-------- Task material
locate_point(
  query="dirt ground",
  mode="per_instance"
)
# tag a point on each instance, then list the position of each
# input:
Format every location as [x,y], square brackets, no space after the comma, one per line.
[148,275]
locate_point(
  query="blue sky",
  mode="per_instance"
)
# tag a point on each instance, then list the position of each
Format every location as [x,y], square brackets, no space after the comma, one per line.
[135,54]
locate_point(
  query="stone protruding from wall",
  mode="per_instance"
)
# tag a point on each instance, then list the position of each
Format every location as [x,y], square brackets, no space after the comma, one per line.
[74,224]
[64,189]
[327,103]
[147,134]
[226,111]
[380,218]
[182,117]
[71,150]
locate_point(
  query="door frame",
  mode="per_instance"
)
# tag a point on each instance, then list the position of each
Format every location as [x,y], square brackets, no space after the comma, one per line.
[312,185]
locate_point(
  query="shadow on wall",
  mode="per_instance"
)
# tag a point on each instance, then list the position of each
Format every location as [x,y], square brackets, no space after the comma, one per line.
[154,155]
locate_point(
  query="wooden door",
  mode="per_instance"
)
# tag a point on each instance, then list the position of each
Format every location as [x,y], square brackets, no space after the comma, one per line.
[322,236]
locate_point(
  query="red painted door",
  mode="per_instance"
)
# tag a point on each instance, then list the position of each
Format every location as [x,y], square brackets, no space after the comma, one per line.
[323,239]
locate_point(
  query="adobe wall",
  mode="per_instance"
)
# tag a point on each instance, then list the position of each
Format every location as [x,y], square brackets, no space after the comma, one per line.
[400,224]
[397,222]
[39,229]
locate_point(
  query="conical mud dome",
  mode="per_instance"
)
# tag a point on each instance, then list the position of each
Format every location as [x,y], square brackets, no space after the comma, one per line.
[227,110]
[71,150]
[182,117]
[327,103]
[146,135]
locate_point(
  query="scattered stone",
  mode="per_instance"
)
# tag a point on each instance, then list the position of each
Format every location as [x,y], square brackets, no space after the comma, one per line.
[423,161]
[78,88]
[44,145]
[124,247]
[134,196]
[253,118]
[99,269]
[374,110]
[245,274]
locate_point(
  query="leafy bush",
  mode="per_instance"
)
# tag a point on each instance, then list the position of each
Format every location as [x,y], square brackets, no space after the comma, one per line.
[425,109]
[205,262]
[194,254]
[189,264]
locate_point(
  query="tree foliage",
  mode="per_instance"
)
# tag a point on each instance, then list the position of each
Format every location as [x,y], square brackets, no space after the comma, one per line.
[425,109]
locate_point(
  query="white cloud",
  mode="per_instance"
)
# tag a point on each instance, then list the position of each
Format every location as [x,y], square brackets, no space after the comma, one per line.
----------------
What you have to do>
Nothing in the data may differ; print all of it exactly as written.

The response>
locate_point(
  query="dirt ground",
  mode="per_instance"
)
# tag a point on each instance, then list the position of each
# input:
Format every location as [x,y], square brackets, no space after the comma, one per line.
[148,275]
locate_point(
  query="blue sky",
  mode="per_instance"
)
# tag a point on each instance, then list the position of each
Format every location as [x,y], square brackets, no space after the comma, one per line.
[135,54]
locate_point(
  query="stone protruding from wall",
  mode="per_instance"
)
# tag a point on each instance, then list the position of each
Format every location as [x,y], square brackets, no space after the comma, one per line.
[74,224]
[64,189]
[327,103]
[147,134]
[226,111]
[380,218]
[182,117]
[71,150]
locate_point(
  query="door frame",
  mode="per_instance"
)
# tag a point on each instance, then list the position of each
Format every location as [x,y], square brackets, no space after the comma, one per line.
[312,185]
locate_point(
  query="shadow on wall",
  mode="per_instance"
)
# tag a point on each instance, then list the position of each
Format every location as [x,y], square brackets, no space after the comma, one per line.
[154,155]
locate_point(
  query="wooden door",
  mode="per_instance"
)
# tag a point on each instance, then list the position of each
Format every location as [x,y], square brackets, no space after the comma, one per line.
[322,236]
locate_point(
  query="red painted door",
  mode="per_instance"
)
# tag a point on each instance, then list the position of each
Format every location as [x,y], square brackets, no space after the comma, one per line.
[323,239]
locate_point(
  query="adobe wall",
  mode="per_instance"
)
# tag a point on each instance, then list the position of each
Format every location as [x,y], square brackets, no space after the comma, one per line.
[400,224]
[397,222]
[39,229]
locate_point(
  query="conical mud dome",
  mode="per_instance"
)
# tag a point on each instance, then list the position of each
Format every location as [x,y], square brackets, no space after the comma, one per line.
[227,110]
[71,150]
[182,117]
[327,103]
[146,135]
locate_point(
  query="scattered stone",
  mode="per_instance"
)
# tag a point on each instance, then list the position of each
Format every location as [x,y], square brackets, no space after the comma, one per line.
[423,161]
[78,88]
[44,145]
[124,247]
[134,196]
[253,118]
[99,269]
[374,110]
[245,274]
locate_point(
  query="leafy bush",
  mode="per_instance"
)
# tag a point on each instance, then list the position of each
Format every location as [x,y], square brackets, no space after the comma, one per line.
[425,109]
[205,262]
[194,254]
[189,264]
locate_point(
  query="tree foliage",
  mode="per_instance"
)
# tag a point on each instance, then list the position of each
Format every location as [x,y], square brackets, no space after the comma, one per line.
[425,109]
locate_point(
  query="white cloud",
  mode="per_instance"
)
# tag a point on each instance, then list the position of each
Format every location as [x,y], square brackets, no space after the comma, one per line.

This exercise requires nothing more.